Rewrite the rows from the line containing "to locate cluster" through the line containing "[0,0,999,310]", requests included, and shift every box coordinate in the answers by adding 146 to it.

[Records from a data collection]
★ ★ ★
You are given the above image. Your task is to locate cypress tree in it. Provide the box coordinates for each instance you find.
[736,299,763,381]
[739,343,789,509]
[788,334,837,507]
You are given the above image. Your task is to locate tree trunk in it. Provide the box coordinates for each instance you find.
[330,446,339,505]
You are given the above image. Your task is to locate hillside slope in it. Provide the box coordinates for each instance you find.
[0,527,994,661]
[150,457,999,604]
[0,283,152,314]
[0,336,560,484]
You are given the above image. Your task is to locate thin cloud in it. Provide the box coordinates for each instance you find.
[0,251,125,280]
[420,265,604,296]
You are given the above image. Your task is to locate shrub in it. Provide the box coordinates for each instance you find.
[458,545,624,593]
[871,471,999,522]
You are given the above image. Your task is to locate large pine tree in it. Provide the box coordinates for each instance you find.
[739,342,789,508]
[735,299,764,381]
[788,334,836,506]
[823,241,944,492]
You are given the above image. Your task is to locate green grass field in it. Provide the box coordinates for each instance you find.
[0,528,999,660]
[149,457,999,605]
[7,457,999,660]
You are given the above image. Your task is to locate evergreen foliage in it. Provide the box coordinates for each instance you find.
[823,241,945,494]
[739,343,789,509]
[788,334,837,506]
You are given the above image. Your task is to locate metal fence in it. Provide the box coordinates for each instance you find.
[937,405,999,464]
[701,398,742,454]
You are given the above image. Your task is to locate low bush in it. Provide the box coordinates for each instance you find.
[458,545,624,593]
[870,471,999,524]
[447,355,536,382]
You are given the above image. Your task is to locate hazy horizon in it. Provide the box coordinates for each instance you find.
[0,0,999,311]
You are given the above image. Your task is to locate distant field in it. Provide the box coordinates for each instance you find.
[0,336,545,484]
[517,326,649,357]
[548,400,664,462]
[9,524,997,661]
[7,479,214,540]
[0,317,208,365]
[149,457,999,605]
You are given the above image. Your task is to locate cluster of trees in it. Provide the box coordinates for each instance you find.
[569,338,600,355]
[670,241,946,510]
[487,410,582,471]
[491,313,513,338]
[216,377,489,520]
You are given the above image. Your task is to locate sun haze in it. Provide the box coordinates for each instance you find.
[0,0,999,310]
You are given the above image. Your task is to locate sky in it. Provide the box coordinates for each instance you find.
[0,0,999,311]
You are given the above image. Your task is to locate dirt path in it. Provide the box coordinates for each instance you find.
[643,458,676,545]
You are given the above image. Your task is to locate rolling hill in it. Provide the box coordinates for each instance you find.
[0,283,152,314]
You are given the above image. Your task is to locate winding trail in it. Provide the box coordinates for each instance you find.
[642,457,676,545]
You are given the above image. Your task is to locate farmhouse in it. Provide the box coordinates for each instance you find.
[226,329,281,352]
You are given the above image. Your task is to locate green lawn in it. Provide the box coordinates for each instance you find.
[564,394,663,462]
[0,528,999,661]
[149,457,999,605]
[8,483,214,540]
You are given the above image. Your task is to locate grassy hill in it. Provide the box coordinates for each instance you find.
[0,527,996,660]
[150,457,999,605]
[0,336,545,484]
★ ★ ★
WORKED SOLUTION:
You are given the above image. Your task is to locate cluster of trees in it. Provide the box coordinates for each instance you find.
[715,484,746,501]
[816,387,1092,656]
[633,556,728,617]
[637,459,659,484]
[362,523,635,666]
You are given the above image. Your task is to locate sun haze in it. Provide the box coordinates for each instance you find.
[146,146,1145,456]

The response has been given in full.